**ABOUT THIS EXERCISE**
Print out the full listing, exactly.

**RECORDS FOR THIS TASK**
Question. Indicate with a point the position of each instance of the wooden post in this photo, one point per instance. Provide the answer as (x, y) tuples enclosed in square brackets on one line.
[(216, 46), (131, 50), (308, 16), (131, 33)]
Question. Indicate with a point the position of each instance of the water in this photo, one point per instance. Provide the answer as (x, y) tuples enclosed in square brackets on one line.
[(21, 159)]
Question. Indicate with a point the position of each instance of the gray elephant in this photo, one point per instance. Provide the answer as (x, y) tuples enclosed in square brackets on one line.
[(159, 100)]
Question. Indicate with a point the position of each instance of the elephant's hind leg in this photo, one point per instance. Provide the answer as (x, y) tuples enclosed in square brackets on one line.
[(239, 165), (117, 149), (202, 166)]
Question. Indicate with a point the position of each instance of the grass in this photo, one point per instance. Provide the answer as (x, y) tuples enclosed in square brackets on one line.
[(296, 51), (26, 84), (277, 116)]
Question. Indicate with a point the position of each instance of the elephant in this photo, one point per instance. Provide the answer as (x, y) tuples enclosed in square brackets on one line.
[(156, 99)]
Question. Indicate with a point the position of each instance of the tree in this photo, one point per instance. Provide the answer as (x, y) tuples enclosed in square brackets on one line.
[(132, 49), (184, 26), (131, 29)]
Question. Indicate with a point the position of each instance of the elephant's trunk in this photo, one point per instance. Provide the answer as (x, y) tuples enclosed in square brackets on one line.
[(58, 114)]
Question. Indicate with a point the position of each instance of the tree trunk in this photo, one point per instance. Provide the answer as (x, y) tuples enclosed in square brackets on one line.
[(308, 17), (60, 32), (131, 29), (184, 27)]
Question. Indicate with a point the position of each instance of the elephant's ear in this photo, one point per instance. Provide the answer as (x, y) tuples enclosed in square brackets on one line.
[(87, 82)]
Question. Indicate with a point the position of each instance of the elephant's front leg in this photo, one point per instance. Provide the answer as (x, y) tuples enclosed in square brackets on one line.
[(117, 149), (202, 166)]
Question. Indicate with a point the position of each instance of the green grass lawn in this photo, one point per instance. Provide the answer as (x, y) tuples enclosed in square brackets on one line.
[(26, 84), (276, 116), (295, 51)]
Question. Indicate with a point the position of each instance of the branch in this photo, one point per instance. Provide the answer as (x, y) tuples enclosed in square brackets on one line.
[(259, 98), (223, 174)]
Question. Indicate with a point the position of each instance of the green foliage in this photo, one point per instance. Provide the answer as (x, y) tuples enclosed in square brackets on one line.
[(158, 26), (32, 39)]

**ANSWER TO THIS TASK**
Question. Indicate with a point the position of each instance of the wooden post in this photo, one point per instance. Provide the answer as (x, y) tuples enclosed in square brackets on one line.
[(216, 46), (131, 50), (308, 16), (131, 33)]
Question. Indicate with a point the position of each instance of the water in this photo, one point per instance. Provide the answer as (x, y) tuples enclosed in square brackets on one line.
[(21, 159)]
Question. Indicate with a point the position of each instance of the gray elephant in this photo, one point per instance. Provide the answer as (x, y) tuples enclosed in square brackets on one line.
[(159, 100)]
Question. Indicate with a point the position of each instance of the elephant's hind leg in this photo, one point per instance. Provide the answer as (x, y) tuples enclosed in square brackets on one line.
[(239, 165), (117, 149), (202, 166)]
Question. Indicate with a point the position of each instance of the grass in this photo, one point per instance. Provide the answer as (x, y) tuples enclosed in square brackets on one line.
[(296, 51), (26, 84), (277, 116)]
Question. Indicate with a point the position of each instance of the elephant in this photo, one point per instance. Provide the answer as (x, y) tuples enclosed in square brackets on one line.
[(156, 99)]
Question. Indicate with a point the position of each instance of the tree in this photo, one point per instance. Provide the answer as (x, y) tuples enclosed in square brackets on one line.
[(132, 49), (184, 26), (131, 29)]
Question. Indicate with a point the position of each instance of the elephant's trunk in this photo, one point per instance. Provide the answer as (x, y) tuples enclosed in square brackets on one line.
[(58, 114)]
Question. Indicate with a point the position of each instance of the tree trunk in this photo, one point per instance. Provide the answer as (x, y) tuples enclosed in square brackets on one line.
[(308, 17), (60, 32), (131, 29), (184, 27)]
Question. Indicate with a point the position of each instance of the elephant's ear in this photo, one point per instance. Provide the answer as (x, y) tuples enclosed in square brackets on one line.
[(87, 82)]
Question. Indicate with a point the position of each instance of the elephant's front leg in this photo, one point per instance. Provide the answer as (x, y) tuples enclosed in square brackets on one line.
[(117, 149), (202, 166)]
Question. Indicate with a point the position of each instance of the green grass lawn in this photo, one point per instance. Provide the answer as (x, y) tuples enclosed in square brackets on one line.
[(26, 84), (276, 116), (295, 51)]
Question. Indicate with a point the position of each instance of the branch in this photo, one point per instance. Provide the answer as (x, y) tuples enclosed in square brackets on one line.
[(259, 98), (223, 174)]
Question. Indicate with a point the position of each instance of the green foliage in this photo, one point per instance. Provide the answer as (x, y) tuples enclosed in square brackets on one line.
[(158, 26), (32, 39)]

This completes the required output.